- WHAT THIS TASK INVOLVES -
List every person named in the article on mirror-touch synesthesia below.

- TEXT SECTION -

Touching Me, Touching You

When you see others laugh or cry, it's often normal to feel the impulse to do the same. But what if watching another person being touched made you experience the sensation yourself?

New research describes people who experience just that. It's a rare condition known as mirror synesthesia, the ability to feel a touch when watching another person being touched.

"Watching another person being touched activates a similar neural circuit to actual touch and, for some people with 'mirror-touch' synesthesia, can produce a felt tactile sensation on their own body," researchers Michael Banissy and Jamie Ward reported in their findings, published in the current issue of the journal Nature Neuroscience.

Synesthesia generally occurs when people experience a crossover in sensory perception, such as hearing colors or seeing musical notes. Figures of its prevalence vary, but some experts say it may affect as many as one in 23 people.

Before the new research, however, mirror-touch synesthesia had been documented in only one person. Now the researchers, from the University College London, have found 10 people with the rare ability to mix sight and touch.

The existence of mirror-touch synesthesia was confirmed using brain scans. Through these scans, Banissy and Ward found that areas in the brains of these people would "light up" when they merely saw pictures of people being touched.

The scientists then developed a tactile test for these so-called synesthetes: What would happen if they were physically touched at the same time they watched another person being touched in a different place?

The scientists asked the participants to ignore the image they saw, which was of a person being touched on his right cheek. At the same time, they touched the participants on the left cheek.

Many times, the synesthetes responded that they felt the touch on both cheeks.

Eliciting Empathy

The researchers also found that people with mirror-touch synesthesia had an unusually strong ability to empathize with others.

The synesthetes scored higher than people without synesthesia on the emotional reactivity scale, a specific questionnaire used to evaluate empathy.

"The classical idea about empathy is that we understand others pretty much as scientists understand natural phenomena," said Dr. Marco Iacoboni of the Neuropsychiatric Institute at the David Geffen School of Medicine at UCLA.

- EXCERPTED RECORDS -
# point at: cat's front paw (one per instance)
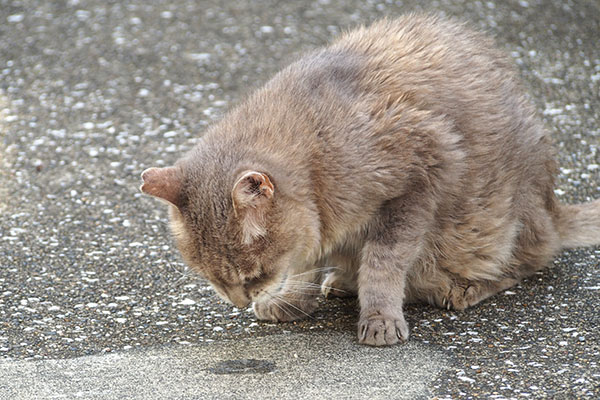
(381, 330)
(282, 309)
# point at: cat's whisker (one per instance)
(283, 300)
(316, 270)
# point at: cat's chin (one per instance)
(282, 308)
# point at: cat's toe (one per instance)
(380, 331)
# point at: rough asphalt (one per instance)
(96, 303)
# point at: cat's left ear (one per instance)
(252, 195)
(163, 183)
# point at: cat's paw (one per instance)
(282, 309)
(458, 298)
(336, 285)
(380, 330)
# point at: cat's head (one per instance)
(239, 229)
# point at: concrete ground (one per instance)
(96, 303)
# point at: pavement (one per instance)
(96, 303)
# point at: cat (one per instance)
(405, 156)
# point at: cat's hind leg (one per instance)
(464, 293)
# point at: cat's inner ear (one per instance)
(163, 183)
(252, 189)
(252, 194)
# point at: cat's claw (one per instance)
(381, 331)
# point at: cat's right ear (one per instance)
(163, 183)
(252, 195)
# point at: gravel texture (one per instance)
(93, 92)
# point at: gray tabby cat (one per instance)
(405, 155)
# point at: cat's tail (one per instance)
(579, 224)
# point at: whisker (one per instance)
(316, 270)
(280, 298)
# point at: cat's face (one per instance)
(243, 238)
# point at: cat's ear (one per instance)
(252, 194)
(163, 183)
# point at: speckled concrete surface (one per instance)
(93, 92)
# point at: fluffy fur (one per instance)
(406, 155)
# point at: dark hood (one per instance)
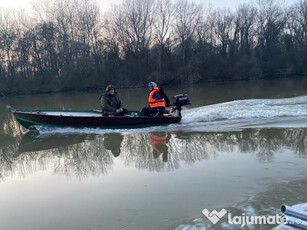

- WRITTEN RESPONSE -
Michael Banissy, Jamie Ward, Marco Iacoboni